Writing at The Grio, Stacy Patton, a former foster child herself, wrote about “how traumatizing the American foster care system can be” and maintained that Bryant’s being “a ward of the state has everything to do with her death.” For advocates like Hana Abdur-Rahim, an organizer with the Black Abolitionist Collective of Ohio, the case is more evidence that foster care should be abolished. She told the Washington Post that “a lot of times people’s children get taken away because they can’t afford to take care of them, or they don’t have proper housing.”

But Ma’Khia Bryant’s story did not begin when she entered foster care, and the evidence suggests that living with her biological family was not an option. Of course, we may never know the full story; child welfare records are generally kept confidential, and the family has no incentive to reveal what happened. But we do know some things about her upbringing.

**Data:**
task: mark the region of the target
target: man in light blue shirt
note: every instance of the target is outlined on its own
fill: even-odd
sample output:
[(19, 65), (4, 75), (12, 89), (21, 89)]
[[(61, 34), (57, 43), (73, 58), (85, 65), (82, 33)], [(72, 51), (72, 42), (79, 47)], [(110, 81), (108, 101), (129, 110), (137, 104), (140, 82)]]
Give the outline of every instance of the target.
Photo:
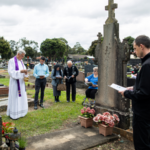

**Exercise tasks:**
1/ Reproduce the foster care passage verbatim, starting at "But Ma’Khia Bryant’s" and ending at "about her upbringing.".
2/ According to the foster care passage, what group does Hana Abdur-Rahim organize with?

**Task solutions:**
1/
But Ma’Khia Bryant’s story did not begin when she entered foster care, and the evidence suggests that living with her biological family was not an option. Of course, we may never know the full story; child welfare records are generally kept confidential, and the family has no incentive to reveal what happened. But we do know some things about her upbringing.

2/ The Black Abolitionist Collective of Ohio.